▶ **TEXTO DEL EJERCICIO**
┌──

Meses después, justo cuando escribo estas líneas, aún puede encontrarse una de sus mejores canciones como fondo de un anuncio de coches (para quienes deseen investigar sólo diré que la marca es francesa).

Normalmente se suele decir que alguien hace música intemporal si suena a algo ya oído, bien cuando remite a los clásicos o bien cuando, a partir incluso de sus influencias, hace carrera dentro de un homenaje sin fin que se balancea peligrosamente sobre notas que plagian lo que la imaginación no les deja crear.

A Richard Hawley se le ha comparado en repetidas ocasiones con Roy Orbison o con diversos crooners, algunos tan inclasificables como Scott Walker, pero nadie puede acusarle simplemente de imitar a sus héroes. Los discos “Coles corner” y “Lady’s bridge” pueden traernos a la mente multitud de paisajes americanos, con arreglos cuya desnudez es similar a cierta música, llámese folk o country, pero lo cierto es que están inspirados en lugares de su ciudad natal, Sheffield.

└──

Extrae del texto sobre Richard Hawley, sin cambiar nada, todo lo que va desde "Normalmente se suele" hasta "ciudad natal, Sheffield.".

▶ **Registros de origen**
┌──

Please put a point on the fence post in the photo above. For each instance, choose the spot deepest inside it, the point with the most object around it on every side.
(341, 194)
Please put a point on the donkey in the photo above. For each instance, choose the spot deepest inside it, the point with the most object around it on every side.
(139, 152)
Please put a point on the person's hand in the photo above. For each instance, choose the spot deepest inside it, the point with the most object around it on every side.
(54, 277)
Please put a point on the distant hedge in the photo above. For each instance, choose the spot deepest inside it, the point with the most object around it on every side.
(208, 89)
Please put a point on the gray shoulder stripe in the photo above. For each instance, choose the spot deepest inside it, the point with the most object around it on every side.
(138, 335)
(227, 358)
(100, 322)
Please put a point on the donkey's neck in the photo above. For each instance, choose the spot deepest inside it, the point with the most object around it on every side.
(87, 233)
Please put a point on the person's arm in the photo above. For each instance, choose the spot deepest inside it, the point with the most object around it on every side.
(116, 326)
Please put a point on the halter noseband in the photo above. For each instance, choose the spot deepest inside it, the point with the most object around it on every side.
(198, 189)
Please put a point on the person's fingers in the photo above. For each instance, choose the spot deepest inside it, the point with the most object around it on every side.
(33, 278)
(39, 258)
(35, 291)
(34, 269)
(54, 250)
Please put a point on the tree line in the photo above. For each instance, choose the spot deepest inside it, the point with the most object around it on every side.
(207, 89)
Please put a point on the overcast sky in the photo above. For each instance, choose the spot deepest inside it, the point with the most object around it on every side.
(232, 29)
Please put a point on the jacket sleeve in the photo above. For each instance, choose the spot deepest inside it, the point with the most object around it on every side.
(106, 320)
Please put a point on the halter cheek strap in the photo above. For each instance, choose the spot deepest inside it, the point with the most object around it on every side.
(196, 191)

└──

▶ **SOLUCIÓN ESCRITA**
Normalmente se suele decir que alguien hace música intemporal si suena a algo ya oído, bien cuando remite a los clásicos o bien cuando, a partir incluso de sus influencias, hace carrera dentro de un homenaje sin fin que se balancea peligrosamente sobre notas que plagian lo que la imaginación no les deja crear.

A Richard Hawley se le ha comparado en repetidas ocasiones con Roy Orbison o con diversos crooners, algunos tan inclasificables como Scott Walker, pero nadie puede acusarle simplemente de imitar a sus héroes. Los discos “Coles corner” y “Lady’s bridge” pueden traernos a la mente multitud de paisajes americanos, con arreglos cuya desnudez es similar a cierta música, llámese folk o country, pero lo cierto es que están inspirados en lugares de su ciudad natal, Sheffield.